__What this task involves__.
Could you reproduce, exactly and alone, the lines running from the one with "hand in this photo." to the end of the data below?

==========

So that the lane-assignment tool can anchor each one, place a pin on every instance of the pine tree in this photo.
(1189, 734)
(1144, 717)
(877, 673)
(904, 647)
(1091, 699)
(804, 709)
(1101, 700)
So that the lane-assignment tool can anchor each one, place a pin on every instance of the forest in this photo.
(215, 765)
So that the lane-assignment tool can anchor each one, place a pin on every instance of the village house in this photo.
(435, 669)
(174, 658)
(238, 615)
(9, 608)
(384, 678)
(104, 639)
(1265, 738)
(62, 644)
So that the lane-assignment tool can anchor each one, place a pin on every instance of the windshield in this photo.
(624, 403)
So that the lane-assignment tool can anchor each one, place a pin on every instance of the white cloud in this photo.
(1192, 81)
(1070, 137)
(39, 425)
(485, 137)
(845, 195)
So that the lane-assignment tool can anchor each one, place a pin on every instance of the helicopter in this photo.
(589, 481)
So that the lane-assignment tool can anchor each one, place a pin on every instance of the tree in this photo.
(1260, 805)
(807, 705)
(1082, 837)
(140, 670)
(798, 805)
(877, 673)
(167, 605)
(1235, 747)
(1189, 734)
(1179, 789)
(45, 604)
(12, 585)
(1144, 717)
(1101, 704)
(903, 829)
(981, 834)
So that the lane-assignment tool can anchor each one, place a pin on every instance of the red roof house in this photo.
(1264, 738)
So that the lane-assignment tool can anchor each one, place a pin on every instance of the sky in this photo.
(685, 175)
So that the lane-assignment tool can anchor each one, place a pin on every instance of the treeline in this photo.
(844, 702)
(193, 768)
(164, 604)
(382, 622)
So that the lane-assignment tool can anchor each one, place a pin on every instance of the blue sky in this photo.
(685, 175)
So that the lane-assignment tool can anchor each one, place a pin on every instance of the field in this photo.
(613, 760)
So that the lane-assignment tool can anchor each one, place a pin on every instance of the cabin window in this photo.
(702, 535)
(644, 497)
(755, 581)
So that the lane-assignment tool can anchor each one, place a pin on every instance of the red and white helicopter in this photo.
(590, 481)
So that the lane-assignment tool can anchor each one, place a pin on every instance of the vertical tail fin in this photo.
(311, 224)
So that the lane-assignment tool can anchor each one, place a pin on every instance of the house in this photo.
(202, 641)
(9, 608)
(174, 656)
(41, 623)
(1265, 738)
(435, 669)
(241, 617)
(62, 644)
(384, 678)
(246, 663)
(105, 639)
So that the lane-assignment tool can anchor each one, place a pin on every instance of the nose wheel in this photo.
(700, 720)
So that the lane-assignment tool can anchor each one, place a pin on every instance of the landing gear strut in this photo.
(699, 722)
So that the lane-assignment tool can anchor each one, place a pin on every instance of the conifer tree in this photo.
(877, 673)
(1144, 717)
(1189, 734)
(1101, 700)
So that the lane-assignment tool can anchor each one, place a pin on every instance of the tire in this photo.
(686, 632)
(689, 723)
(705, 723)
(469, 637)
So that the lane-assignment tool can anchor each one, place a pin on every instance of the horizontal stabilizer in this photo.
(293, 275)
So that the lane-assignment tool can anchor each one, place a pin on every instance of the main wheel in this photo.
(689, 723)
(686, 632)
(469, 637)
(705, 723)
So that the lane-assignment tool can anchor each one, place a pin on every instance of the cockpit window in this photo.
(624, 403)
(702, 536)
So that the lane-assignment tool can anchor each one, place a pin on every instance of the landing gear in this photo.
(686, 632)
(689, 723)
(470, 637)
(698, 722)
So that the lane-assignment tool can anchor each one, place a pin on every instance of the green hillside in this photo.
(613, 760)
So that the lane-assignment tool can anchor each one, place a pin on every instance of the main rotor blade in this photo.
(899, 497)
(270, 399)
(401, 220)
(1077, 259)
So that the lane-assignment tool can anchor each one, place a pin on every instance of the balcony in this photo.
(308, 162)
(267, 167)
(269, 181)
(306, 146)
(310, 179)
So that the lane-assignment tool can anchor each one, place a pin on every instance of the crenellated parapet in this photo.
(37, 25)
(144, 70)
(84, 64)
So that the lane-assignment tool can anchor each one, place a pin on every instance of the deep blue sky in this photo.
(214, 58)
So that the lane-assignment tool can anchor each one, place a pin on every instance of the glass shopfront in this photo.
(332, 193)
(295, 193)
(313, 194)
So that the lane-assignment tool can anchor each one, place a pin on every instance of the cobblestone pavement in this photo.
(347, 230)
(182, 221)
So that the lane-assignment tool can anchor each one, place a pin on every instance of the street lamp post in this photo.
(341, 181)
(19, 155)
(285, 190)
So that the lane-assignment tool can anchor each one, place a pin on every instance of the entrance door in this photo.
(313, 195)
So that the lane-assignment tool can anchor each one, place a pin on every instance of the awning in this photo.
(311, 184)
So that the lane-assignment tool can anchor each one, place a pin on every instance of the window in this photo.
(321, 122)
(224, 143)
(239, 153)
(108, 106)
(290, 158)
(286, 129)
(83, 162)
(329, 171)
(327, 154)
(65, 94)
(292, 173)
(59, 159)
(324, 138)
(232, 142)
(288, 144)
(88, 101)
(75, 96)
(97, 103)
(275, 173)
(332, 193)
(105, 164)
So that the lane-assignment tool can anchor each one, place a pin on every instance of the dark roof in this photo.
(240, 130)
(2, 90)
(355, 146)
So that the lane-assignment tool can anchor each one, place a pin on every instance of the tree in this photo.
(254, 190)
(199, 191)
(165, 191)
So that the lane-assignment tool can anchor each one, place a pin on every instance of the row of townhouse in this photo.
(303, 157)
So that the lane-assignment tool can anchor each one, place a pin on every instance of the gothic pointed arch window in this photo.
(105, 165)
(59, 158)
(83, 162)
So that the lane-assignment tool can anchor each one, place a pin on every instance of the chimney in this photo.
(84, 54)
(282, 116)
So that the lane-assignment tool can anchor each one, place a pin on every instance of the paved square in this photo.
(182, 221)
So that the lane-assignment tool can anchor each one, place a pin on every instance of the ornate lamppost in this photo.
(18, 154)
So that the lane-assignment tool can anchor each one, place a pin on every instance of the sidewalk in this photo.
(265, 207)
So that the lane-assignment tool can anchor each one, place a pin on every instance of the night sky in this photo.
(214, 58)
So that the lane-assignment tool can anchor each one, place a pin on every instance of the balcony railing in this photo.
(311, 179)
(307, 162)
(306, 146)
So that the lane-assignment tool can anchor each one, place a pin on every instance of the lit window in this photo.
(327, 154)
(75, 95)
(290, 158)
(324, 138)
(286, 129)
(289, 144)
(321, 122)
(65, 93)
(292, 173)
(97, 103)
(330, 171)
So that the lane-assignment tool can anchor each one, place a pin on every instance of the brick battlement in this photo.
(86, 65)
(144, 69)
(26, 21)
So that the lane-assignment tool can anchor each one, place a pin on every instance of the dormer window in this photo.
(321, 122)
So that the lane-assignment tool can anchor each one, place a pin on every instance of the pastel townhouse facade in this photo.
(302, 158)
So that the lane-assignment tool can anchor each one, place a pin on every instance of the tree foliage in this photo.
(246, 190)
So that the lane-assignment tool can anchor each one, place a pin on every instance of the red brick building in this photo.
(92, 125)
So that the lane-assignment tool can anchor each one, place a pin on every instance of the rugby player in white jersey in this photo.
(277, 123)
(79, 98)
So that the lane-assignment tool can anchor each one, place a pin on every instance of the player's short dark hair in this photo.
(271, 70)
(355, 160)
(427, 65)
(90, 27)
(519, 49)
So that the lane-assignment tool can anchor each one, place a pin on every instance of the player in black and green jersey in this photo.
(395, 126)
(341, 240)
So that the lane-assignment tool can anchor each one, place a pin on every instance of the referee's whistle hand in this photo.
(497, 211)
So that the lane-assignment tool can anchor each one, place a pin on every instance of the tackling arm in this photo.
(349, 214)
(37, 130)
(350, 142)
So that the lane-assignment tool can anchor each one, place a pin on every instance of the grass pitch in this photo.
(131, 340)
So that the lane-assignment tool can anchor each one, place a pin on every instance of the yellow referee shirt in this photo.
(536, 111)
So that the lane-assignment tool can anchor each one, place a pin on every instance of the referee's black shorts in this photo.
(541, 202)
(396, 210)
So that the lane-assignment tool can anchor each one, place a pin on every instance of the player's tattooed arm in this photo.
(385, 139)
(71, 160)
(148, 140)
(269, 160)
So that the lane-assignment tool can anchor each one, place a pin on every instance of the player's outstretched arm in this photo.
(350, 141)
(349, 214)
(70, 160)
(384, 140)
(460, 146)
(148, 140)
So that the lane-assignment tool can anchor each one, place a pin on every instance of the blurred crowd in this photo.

==========

__Answer space__.
So that the lane-assignment tool can anchor each one, place a pin on every instance of the referee's whistle hand in this photo.
(497, 211)
So that the lane-assignment tool can anchor each one, place a pin on every instance of the tackling arm in this photo.
(349, 214)
(37, 130)
(350, 142)
So that the lane-assignment tool can anchor each one, place a pin on every instance of the grass pitch in this photo.
(131, 340)
So that the lane-assignment tool can anchor each one, place a pin on every instance of the yellow referee shirt in this photo.
(536, 111)
So that the lane-assignment tool can anchor each one, place a pin on every instance of the referee's black shorts in this photo.
(541, 202)
(396, 210)
So that the lane-assignment tool can anchor each one, place a pin on every instance of the player's tattooed arm in this photo.
(385, 139)
(71, 160)
(148, 140)
(269, 160)
So that the lane-assignment tool can anchor each one, place a pin on every instance of the player's outstretched arm in this photo.
(350, 141)
(349, 214)
(70, 160)
(384, 140)
(460, 146)
(148, 140)
So that the lane-assignment tool can anchor each one, place a pin on every instance of the blurred crowd in this photo.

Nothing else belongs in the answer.